Tony Arzenta (internationally released as Big Guns and No Way Out) is a 1973 Italian noir film directed by Duccio Tessari. The film was commercially successful.

Plot 
When the Milan based mafia hitman Tony Arzenta asks to get out of the business, his bosses decide to kill him as he knows too much but accidentally kill his wife and child instead. He embarks on a campaign of revenge in a journey that takes him both to Hamburg and Copenhagen.

Cast 
 Alain Delon: Tony Arzenta
 Richard Conte: Nick Gusto
 Carla Gravina: Sandra
 Marc Porel: Domenico Maggio
 Roger Hanin: Carré
 Nicoletta Machiavelli: Anna Arzenta
 Lino Troisi: Rocco Cutitta
 Silvano Tranquilli: Montani, the Interpol officer 
 Corrado Gaipa: Arzenta's Father
 Umberto Orsini: Isnello, Gusto's right-hand man
 Giancarlo Sbragia: Luca Dennino
 Erika Blanc: The prostitute
 Ettore Manni: Gesmundo, the sauna owner
 Loredana Nusciak: Gesmundo's Lover
 Rosalba Neri: Cutitta's Wife 
 Maria Pia Conte: Carré's Secretary
 Anton Diffring: Hans Grunwald
 Alberto Farnese: The Man who meets Carré in the nightclub

Release
Tony Arzenta was released in France on August 23, 1973.

### Short exercise A
Duplicate the passage of the film article starting with "Tony Arzenta (internationally" and going on through "was commercially successful.".

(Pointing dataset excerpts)
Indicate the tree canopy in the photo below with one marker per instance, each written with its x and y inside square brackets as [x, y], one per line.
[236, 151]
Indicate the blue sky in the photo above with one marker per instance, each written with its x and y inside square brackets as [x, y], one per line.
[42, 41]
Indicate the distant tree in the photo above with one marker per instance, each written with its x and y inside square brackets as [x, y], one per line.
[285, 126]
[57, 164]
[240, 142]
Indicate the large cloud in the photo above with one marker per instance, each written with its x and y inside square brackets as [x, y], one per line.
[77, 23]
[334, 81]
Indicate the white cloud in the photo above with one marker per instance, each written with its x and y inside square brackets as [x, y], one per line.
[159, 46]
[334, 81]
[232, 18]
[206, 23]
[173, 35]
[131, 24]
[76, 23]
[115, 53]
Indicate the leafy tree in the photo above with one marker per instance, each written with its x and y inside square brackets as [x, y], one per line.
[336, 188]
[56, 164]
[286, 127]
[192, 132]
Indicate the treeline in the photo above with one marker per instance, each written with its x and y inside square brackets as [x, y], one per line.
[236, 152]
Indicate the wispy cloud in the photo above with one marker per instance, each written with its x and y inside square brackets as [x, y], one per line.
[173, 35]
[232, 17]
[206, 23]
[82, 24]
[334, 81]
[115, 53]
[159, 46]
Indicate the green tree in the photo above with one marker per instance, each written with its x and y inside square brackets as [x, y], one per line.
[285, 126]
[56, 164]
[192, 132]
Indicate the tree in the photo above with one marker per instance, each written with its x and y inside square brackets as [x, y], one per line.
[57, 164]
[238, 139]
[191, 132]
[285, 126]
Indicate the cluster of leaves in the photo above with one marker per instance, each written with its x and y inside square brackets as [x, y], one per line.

### Short exercise B
Rewrite the entries starting with the line with "Indicate the tree in" and going on through the last line of the entries. Keep every line, including each request. Multiply each coordinate in the answers by 0.9 and round it to a whole number, with halves rounded up. Give only those lines.

### Exercise solution A
Tony Arzenta (internationally released as Big Guns and No Way Out) is a 1973 Italian noir film directed by Duccio Tessari. The film was commercially successful.

### Exercise solution B
Indicate the tree in the photo above with one marker per instance, each written with its x and y inside square brackets as [x, y], one per line.
[51, 148]
[214, 125]
[172, 119]
[257, 113]
Indicate the cluster of leaves in the photo above with one marker per instance, each written with its x and y inside square brackets as [x, y], one per line.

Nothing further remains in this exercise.